Quoted passage.
Backup & Recovery

Mothership snapshots, WAL replay, disaster recovery, and tested restoration time. Built for the day you actually need it.

Overview

Backup strategies are judged on restore, not on capture. Any system can produce a backup file. The question that matters is: when the primary storage is gone, how long does it take to stand a new Mothership back up, with intent log integrity intact, with the fragment store consistent, with developers able to push again?

For a reasonably provisioned deployment, the tested answer is under thirty minutes for a catastrophic-loss scenario, assuming your backups are reachable. This page documents the backup machinery, the recovery procedure, and the drill we recommend running quarterly.

What needs to be backed up

A Mothership deployment has three stateful components. Everything else is stateless and rebuildable from configuration.

  1. PostgreSQL catalog — function identities, zone ownership, intent log metadata, permissions state, team membership.
  2. Fragment store — compressed AST fragments referenced by the catalog.
  3. Configurationconfig.toml, permissions.toml, TLS certificate material, KMS key references.

The Mothership binary itself, its container images, and the tree-sitter grammars are reproducible from the release bundle and do not need to be backed up.

Backup strategy

The recommended strategy combines three mechanisms, each with a different recovery-point objective (RPO) and recovery-time objective (RTO):

| Mechanism | RPO | RTO | Purpose | | --- | --- | --- | --- | | Postgres continuous WAL archiving | < 1 minute | 15–30 minutes | Catastrophic loss recovery | | Mothership logical snapshots (daily) | 24 hours | 5–10 minutes | Point-in-time restore for human error | | Fragment store versioning (S3) | < 1 minute | Negligible | Accidental fragment deletion |

The three work together: WAL archiving provides the tightest RPO, daily logical snapshots provide fast restore for everyday mistakes, and S3 object versioning protects fragments from operator error on the object store.

Postgres WAL archiving

Configure continuous WAL archiving to an object store. Any well-tested tool works — pgBackRest, wal-g, or a managed Postgres service's built-in PITR. For self-hosted Postgres:

# postgresql.conf
wal_level = replica
archive_mode = on
archive_command = 'wal-g wal-push %p'
archive_timeout = 60

Confirm the archiver is keeping up with:

SELECT pg_last_wal_replay_lsn(),
       pg_current_wal_lsn(),
       pg_current_wal_lsn() - pg_last_wal_replay_lsn() AS replay_lag;

A replay lag consistently above a few WAL segments is an alert-worthy signal.

Information supplied.
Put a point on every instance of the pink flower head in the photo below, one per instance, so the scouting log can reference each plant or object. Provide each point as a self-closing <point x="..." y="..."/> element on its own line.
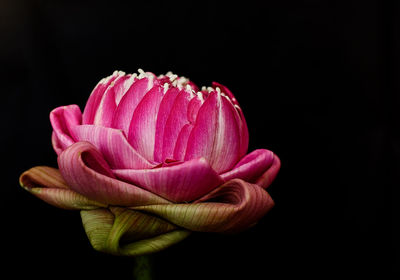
<point x="162" y="146"/>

Request A.
Switch "Mothership" to "Hub" in the backup and recovery page, and give the section between "What needs to" and "be backed up.", inclusive, with that change made.
Request B.
Resume the backup and recovery page right after its last sentence.

Exercise response A.
What needs to be backed up

A Hub deployment has three stateful components. Everything else is stateless and rebuildable from configuration.

  1. PostgreSQL catalog — function identities, zone ownership, intent log metadata, permissions state, team membership.
  2. Fragment store — compressed AST fragments referenced by the catalog.
  3. Configurationconfig.toml, permissions.toml, TLS certificate material, KMS key references.

The Hub binary itself, its container images, and the tree-sitter grammars are reproducible from the release bundle and do not need to be backed up.

Exercise response B.
Mothership logical snapshots

The Mothership can produce a logical snapshot — a single archive that captures the catalog, a manifest of fragment references, and the current configuration. Snapshots are taken while the server is running; they are transactionally consistent and do not block writes.

aura-mothership snapshot create \
  --output s3://aura-backups-prod/snapshots/ \
  --label "nightly-$(date -u +%Y%m%d)"

Schedule this from cron, your orchestrator, or a Kubernetes CronJob:

apiVersion: batch/v1
kind: CronJob
metadata:
  name: aura-snapshot-nightly
  namespace: aura
spec:
  schedule: "17 2 * * *"
  jobTemplate:
    spec:
      template:
        spec:
          restartPolicy: OnFailure
          containers:
            - name: snapshot
              image: ghcr.io/naridon-inc/aura-mothership:0.14.1
              command: ["aura-mothership", "snapshot", "create",
                        "--output", "s3://aura-backups-prod/snapshots/"]

Snapshots are content-addressed; repeated snapshots of unchanged data share storage. A daily snapshot of a typical deployment adds a few hundred megabytes per day.

Fragment store versioning

Turn on object-store versioning and a sensible lifecycle policy.

{
  "Rules": [
    {
      "ID": "aura-fragments-retain",
      "Status": "Enabled",
      "NoncurrentVersionExpiration": { "NoncurrentDays": 90 }
    }
  ]
}

Versioning costs very little for the Aura fragment shape (most objects are written once and never overwritten) and eliminates an entire category of operator-error incidents.

Verifying backups

A backup you have not restored is not a backup. The snapshot command produces a manifest that the verifier can cross-check against:

aura-mothership snapshot verify \
  --snapshot s3://aura-backups-prod/snapshots/nightly-20260420.tar \
  --fragments s3://aura-fragments-prod
snapshot metadata signature: OK
catalog row count: 2,418,012 (expected 2,418,012)
fragment manifest entries: 14,812,339
fragments present: 14,812,339 / 14,812,339
hash-chain verification: valid
result: PASS

Run this weekly in CI. Alert if it ever fails.

Disaster recovery procedure

The following procedure restores a Mothership from catastrophic loss. It assumes backups are reachable and configuration is available in source control.

Step 1: provision replacement infrastructure

Stand up a new Kubernetes namespace, or a new VM, per Self-Hosted Deployment. Postgres can be a fresh instance; the fragment store points at the same bucket (the data is still there; only the catalog was lost).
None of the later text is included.